◆ **Written instruction**
Quote precisely the final stretch of the listing: start at the line containing "# point at: blurred flower" and stop after the last line.

◆ **Given entries**
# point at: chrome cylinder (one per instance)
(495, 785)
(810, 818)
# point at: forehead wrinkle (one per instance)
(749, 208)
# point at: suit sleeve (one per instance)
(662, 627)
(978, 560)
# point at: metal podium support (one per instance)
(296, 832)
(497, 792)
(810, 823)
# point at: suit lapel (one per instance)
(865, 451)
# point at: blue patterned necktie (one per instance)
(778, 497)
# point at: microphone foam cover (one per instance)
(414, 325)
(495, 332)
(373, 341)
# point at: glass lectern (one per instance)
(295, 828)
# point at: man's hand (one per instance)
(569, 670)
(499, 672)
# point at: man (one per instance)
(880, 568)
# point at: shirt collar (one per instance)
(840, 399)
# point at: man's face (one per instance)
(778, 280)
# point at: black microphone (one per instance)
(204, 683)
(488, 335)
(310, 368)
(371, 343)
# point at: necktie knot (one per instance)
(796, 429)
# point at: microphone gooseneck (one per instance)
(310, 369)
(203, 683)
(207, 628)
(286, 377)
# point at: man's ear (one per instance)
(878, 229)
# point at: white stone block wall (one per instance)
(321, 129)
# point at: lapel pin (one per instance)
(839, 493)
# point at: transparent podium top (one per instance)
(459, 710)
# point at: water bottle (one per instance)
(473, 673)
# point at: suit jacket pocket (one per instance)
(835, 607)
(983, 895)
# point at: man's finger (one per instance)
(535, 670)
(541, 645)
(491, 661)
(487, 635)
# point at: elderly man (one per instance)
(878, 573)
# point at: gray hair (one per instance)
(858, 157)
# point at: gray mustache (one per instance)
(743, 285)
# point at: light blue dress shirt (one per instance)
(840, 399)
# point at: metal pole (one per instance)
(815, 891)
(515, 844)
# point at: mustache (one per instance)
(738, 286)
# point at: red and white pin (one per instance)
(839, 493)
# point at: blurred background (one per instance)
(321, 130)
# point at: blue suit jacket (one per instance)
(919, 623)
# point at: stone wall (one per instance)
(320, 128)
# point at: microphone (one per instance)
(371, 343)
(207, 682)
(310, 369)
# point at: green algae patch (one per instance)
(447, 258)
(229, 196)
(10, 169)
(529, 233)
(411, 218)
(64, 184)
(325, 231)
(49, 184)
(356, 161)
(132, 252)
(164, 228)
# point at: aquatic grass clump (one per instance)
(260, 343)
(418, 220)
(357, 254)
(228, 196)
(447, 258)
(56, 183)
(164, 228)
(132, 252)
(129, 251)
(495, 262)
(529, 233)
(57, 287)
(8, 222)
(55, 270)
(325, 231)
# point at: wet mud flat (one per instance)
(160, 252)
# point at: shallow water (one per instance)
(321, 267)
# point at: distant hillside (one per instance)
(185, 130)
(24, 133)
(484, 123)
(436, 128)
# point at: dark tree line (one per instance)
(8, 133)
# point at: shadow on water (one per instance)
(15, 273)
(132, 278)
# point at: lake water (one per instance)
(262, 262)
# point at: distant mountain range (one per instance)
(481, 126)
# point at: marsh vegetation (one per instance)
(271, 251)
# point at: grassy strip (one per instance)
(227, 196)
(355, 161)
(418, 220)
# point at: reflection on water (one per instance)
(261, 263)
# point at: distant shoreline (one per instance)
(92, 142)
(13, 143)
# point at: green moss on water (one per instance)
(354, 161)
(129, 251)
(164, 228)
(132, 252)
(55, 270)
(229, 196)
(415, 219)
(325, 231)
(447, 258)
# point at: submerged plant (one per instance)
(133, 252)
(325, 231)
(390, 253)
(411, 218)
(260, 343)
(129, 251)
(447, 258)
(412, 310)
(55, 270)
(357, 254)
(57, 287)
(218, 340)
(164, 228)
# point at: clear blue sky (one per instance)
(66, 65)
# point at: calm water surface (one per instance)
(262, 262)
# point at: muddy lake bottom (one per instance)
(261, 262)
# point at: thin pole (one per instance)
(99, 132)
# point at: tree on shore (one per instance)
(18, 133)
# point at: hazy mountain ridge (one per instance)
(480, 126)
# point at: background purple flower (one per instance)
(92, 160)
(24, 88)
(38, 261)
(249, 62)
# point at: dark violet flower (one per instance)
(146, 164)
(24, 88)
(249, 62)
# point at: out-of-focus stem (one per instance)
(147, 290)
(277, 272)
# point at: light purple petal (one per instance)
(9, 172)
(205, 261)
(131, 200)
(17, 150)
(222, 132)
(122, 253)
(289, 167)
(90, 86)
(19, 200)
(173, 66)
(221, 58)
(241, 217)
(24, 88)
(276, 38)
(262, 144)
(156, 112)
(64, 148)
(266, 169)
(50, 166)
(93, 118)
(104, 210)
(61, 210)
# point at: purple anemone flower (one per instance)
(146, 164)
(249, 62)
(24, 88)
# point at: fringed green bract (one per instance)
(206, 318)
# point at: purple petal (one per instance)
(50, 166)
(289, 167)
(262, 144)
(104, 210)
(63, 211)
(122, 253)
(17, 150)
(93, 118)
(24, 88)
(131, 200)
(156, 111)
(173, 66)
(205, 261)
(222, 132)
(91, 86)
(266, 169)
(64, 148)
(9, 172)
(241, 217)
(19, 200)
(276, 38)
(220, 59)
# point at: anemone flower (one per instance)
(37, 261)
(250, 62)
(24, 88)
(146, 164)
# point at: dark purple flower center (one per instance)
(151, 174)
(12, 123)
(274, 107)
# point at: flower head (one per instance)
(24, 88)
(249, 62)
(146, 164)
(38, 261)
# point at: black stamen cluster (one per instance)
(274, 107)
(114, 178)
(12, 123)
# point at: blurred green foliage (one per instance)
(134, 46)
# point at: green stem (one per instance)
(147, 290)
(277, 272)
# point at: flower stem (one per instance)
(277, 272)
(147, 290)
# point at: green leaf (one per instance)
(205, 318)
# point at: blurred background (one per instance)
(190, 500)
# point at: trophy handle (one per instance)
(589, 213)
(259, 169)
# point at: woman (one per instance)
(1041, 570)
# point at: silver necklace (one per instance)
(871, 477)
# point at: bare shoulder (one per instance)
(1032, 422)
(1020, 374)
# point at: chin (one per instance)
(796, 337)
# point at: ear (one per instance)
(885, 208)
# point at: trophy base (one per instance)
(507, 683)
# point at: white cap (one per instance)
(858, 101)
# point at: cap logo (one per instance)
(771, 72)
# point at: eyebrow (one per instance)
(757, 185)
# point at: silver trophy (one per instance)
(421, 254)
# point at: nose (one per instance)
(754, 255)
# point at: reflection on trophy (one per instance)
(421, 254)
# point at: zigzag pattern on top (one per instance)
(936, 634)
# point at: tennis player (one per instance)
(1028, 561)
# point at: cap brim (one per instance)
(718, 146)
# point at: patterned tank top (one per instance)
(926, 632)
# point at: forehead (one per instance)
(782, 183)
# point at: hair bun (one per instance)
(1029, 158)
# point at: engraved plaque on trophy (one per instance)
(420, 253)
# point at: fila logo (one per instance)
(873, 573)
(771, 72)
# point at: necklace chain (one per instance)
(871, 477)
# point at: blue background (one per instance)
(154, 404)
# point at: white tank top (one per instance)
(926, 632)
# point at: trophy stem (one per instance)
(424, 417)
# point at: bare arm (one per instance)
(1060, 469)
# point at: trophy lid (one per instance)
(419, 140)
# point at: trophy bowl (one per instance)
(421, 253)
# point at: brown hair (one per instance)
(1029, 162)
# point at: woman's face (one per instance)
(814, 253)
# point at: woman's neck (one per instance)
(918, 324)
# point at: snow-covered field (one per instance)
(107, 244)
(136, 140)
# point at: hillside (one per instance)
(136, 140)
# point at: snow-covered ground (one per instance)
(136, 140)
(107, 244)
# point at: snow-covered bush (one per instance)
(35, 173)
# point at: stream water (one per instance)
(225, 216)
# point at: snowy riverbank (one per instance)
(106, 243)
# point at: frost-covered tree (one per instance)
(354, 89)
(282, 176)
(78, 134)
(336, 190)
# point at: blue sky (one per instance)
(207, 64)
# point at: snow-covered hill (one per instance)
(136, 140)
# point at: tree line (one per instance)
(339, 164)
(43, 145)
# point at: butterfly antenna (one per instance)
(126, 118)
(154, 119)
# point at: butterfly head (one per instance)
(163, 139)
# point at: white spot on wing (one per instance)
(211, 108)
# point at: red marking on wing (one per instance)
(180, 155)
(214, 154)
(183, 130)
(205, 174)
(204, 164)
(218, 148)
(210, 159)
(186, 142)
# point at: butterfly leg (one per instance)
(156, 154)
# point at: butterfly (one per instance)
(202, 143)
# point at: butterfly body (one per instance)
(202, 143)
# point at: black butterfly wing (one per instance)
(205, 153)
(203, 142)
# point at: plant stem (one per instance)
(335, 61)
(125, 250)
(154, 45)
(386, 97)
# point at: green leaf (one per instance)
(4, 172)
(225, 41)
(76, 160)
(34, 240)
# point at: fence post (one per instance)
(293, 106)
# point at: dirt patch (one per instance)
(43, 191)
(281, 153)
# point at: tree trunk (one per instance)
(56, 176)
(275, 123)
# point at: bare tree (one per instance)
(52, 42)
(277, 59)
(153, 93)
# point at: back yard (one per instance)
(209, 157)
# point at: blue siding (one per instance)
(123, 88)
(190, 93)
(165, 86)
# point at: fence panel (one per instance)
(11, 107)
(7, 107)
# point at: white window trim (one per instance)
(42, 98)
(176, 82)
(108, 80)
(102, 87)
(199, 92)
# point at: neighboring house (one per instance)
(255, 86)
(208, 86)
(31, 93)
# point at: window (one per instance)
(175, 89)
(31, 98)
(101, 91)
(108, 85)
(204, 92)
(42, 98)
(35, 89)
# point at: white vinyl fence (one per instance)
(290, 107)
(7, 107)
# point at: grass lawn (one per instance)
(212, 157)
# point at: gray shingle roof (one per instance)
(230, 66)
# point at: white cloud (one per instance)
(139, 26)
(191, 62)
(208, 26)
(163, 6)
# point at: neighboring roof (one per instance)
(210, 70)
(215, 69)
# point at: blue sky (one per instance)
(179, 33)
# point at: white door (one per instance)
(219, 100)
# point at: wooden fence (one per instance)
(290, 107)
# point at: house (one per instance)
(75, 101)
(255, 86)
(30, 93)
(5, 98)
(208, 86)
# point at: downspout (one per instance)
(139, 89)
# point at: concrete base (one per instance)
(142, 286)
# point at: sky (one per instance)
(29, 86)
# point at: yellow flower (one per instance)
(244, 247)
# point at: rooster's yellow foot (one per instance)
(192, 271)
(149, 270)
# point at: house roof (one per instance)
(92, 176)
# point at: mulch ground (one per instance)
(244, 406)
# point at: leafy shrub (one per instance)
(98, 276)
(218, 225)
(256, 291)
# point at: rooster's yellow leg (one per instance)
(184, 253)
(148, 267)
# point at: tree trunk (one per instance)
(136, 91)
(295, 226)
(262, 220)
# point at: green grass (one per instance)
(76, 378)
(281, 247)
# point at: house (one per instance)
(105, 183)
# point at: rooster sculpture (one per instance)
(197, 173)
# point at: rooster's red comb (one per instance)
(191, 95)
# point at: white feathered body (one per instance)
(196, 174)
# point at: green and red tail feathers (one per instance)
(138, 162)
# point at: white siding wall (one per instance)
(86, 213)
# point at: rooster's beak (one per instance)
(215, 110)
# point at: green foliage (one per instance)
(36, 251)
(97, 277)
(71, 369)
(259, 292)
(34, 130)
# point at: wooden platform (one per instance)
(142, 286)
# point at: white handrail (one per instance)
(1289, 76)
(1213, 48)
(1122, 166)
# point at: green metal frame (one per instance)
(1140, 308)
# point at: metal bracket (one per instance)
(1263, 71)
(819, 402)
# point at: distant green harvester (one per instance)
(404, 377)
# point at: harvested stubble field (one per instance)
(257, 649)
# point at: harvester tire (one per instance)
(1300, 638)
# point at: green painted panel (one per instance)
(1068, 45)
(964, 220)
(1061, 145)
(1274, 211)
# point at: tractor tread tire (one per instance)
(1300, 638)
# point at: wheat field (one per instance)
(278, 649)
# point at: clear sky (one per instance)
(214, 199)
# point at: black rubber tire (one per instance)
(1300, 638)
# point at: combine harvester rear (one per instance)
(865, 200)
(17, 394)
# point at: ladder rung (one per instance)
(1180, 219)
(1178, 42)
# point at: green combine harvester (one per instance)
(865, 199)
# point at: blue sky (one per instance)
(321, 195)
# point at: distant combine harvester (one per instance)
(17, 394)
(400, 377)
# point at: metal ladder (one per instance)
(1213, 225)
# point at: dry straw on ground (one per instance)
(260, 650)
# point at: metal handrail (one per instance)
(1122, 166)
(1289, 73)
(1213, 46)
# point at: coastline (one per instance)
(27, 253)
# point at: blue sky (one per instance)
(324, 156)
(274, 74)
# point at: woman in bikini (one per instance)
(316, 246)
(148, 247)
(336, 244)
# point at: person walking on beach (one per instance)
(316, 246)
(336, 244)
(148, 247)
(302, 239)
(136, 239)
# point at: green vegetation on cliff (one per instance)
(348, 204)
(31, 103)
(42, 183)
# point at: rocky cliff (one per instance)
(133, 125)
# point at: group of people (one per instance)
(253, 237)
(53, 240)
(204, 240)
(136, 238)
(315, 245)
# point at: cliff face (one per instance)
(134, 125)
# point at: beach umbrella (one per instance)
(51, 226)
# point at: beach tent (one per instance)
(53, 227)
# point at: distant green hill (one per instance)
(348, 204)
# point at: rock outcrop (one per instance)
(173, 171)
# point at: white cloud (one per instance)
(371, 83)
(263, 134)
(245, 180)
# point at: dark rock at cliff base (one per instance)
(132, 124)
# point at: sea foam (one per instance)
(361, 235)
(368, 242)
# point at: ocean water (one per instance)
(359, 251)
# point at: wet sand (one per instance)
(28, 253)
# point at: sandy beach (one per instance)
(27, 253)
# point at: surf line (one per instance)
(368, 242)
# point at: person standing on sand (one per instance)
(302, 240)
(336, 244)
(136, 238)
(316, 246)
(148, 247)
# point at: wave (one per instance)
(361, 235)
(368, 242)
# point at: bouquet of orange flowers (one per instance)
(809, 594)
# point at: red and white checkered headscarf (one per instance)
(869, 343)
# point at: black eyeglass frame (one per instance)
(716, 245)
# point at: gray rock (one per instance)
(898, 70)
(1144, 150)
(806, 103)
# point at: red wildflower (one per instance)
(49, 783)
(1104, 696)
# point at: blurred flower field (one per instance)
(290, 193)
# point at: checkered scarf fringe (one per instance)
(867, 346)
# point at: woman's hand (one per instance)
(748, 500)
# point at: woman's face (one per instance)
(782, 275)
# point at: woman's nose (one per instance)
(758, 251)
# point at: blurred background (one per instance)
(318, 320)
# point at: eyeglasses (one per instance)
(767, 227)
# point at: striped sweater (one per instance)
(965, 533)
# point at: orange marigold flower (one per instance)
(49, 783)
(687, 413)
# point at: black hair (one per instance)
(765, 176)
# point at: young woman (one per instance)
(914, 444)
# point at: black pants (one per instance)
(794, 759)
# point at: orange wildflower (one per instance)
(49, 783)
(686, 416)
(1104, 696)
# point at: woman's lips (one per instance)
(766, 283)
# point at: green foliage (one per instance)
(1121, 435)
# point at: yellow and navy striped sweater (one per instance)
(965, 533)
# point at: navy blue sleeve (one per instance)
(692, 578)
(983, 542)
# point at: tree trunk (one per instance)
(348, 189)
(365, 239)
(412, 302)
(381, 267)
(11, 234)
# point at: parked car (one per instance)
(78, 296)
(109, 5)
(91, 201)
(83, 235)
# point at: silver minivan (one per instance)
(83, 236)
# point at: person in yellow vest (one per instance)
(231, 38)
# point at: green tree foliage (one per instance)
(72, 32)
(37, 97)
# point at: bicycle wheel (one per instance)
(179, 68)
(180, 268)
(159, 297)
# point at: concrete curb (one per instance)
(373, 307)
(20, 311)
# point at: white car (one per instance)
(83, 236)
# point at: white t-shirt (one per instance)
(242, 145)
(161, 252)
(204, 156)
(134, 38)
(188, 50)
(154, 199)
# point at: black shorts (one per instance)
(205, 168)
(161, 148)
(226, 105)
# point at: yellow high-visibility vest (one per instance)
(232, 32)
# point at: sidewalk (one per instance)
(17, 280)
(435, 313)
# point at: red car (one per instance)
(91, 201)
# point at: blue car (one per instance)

◆ **Solution to this task**
# point at: blurred flower field (one per instance)
(290, 193)
# point at: checkered scarf fringe (one per instance)
(867, 346)
# point at: woman's hand (one per instance)
(748, 500)
# point at: woman's face (one per instance)
(782, 275)
# point at: woman's nose (one per instance)
(758, 251)
# point at: blurred background (one per instance)
(318, 320)
# point at: eyeglasses (one per instance)
(767, 227)
# point at: striped sweater (one per instance)
(965, 533)
# point at: orange marigold flower (one per instance)
(49, 783)
(687, 413)
# point at: black hair (one per instance)
(765, 176)
# point at: young woman (one per instance)
(914, 444)
# point at: black pants (one per instance)
(794, 759)
# point at: orange wildflower (one per instance)
(49, 783)
(686, 416)
(1104, 696)
# point at: woman's lips (one per instance)
(766, 283)
# point at: green foliage (one per instance)
(1121, 435)
# point at: yellow and navy striped sweater (one per instance)
(965, 533)
# point at: navy blue sleeve (one per instance)
(692, 578)
(983, 542)
# point at: tree trunk (one per instance)
(348, 189)
(365, 239)
(412, 302)
(381, 267)
(11, 234)
# point at: parked car (one per instance)
(78, 296)
(109, 5)
(91, 201)
(83, 235)
# point at: silver minivan (one per instance)
(83, 236)
# point at: person in yellow vest (one per instance)
(231, 38)
# point at: green tree foliage (one per instance)
(72, 32)
(37, 97)
# point at: bicycle wheel (one per instance)
(179, 68)
(180, 268)
(159, 297)
# point at: concrete curb (one per instance)
(373, 307)
(20, 311)
# point at: white car (one per instance)
(83, 236)
# point at: white t-shirt (one per instance)
(242, 145)
(161, 252)
(204, 156)
(134, 38)
(188, 50)
(154, 199)
# point at: black shorts (one per instance)
(205, 168)
(161, 148)
(226, 105)
# point at: yellow high-visibility vest (one per instance)
(232, 32)
# point at: sidewalk (one per instance)
(17, 280)
(435, 313)
# point at: red car (one per instance)
(91, 201)
# point at: blue car (one per instance)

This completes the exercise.